> **About this task**
Your answer is one number: the count of lines below that hold the word "chimney".

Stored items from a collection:

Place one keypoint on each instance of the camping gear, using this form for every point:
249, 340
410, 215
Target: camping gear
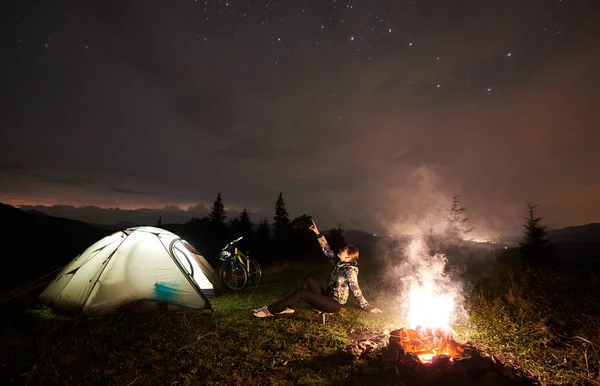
136, 269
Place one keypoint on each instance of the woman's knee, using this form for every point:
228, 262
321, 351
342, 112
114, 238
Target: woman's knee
307, 282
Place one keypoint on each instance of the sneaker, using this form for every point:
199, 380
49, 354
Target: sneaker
262, 312
287, 310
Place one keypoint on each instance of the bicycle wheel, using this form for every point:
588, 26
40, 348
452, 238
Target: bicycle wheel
254, 273
233, 275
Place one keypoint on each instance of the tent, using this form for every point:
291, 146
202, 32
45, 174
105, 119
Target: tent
136, 269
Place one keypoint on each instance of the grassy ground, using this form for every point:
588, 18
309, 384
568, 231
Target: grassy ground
553, 336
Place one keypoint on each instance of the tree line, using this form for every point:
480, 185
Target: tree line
281, 239
284, 239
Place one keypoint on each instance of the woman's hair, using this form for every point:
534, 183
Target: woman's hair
352, 252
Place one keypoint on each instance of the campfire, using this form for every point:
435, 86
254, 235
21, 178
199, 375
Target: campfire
424, 344
430, 304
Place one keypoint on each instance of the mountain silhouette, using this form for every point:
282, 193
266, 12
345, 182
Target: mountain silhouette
41, 243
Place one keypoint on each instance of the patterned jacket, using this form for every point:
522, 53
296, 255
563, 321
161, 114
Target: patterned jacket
344, 278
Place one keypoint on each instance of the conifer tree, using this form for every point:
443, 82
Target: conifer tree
217, 213
281, 226
457, 220
535, 245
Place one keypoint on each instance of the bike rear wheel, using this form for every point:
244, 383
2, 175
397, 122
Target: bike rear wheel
254, 273
234, 275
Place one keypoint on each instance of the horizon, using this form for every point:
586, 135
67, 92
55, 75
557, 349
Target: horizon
150, 216
369, 115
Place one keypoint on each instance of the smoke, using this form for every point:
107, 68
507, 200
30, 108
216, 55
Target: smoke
430, 297
428, 294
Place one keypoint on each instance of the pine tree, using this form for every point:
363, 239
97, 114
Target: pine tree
535, 245
242, 226
457, 220
281, 226
217, 213
245, 223
262, 249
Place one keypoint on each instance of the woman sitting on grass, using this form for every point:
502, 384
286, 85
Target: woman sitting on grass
344, 280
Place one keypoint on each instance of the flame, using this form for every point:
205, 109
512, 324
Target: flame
428, 308
430, 304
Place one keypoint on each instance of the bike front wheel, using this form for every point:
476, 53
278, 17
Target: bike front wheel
234, 275
254, 273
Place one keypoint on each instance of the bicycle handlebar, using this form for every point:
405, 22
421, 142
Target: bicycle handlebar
233, 242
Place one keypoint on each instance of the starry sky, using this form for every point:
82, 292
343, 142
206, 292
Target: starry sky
365, 114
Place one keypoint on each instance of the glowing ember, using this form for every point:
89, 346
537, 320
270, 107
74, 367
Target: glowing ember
426, 343
429, 306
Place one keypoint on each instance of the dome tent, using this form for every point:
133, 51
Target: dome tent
136, 269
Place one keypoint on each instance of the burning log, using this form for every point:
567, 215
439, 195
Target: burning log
426, 345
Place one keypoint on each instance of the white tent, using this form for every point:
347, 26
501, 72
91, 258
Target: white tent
137, 269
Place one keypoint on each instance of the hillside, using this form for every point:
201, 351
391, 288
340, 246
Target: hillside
41, 243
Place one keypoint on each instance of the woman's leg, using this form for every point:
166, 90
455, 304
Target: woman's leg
310, 291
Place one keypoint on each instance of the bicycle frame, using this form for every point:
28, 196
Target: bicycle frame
241, 257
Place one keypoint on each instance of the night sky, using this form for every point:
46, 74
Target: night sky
367, 114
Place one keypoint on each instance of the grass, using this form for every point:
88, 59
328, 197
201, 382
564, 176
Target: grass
544, 323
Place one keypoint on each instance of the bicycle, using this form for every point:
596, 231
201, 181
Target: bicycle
238, 268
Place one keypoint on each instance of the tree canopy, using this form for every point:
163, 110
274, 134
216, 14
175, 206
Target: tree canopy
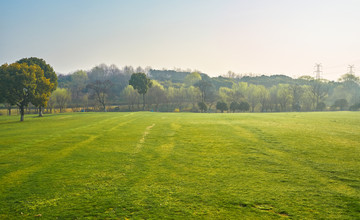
141, 83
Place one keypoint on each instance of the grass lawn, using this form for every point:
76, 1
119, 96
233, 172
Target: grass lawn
181, 166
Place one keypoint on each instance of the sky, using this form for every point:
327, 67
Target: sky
214, 36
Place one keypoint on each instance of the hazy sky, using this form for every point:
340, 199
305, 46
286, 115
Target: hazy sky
214, 36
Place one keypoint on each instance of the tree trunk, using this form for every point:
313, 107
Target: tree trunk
40, 111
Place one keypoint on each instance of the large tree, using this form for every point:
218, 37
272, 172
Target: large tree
141, 83
61, 96
19, 82
46, 82
100, 90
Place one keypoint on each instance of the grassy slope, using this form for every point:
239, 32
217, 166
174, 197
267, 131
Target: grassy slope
178, 165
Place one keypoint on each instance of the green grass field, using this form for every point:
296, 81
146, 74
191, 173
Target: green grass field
181, 166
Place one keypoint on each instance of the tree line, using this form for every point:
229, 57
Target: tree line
109, 88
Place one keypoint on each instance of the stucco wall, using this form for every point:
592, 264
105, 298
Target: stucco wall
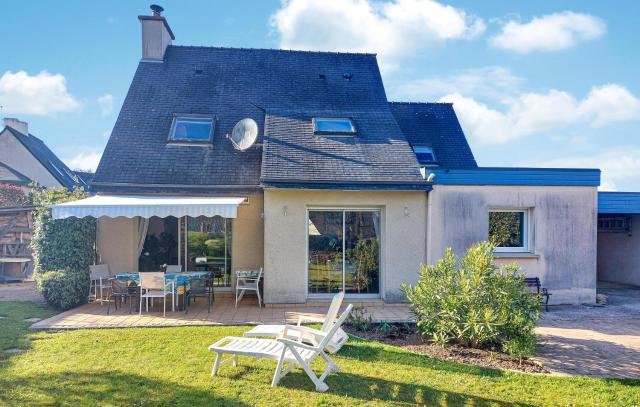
248, 235
619, 255
285, 244
562, 225
15, 154
117, 244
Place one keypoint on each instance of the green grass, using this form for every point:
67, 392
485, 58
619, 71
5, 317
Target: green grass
171, 366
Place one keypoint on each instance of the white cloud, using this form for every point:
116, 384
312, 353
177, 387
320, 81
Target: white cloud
530, 113
618, 166
391, 29
551, 32
495, 82
85, 160
106, 104
42, 94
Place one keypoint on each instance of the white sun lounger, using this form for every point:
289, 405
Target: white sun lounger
334, 345
285, 351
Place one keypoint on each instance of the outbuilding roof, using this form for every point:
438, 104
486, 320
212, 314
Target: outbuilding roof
48, 159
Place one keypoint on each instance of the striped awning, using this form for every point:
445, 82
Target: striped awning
129, 206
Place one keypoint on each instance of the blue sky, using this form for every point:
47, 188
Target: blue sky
534, 83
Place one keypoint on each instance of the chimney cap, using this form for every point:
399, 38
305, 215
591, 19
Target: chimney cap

> **Answer space**
2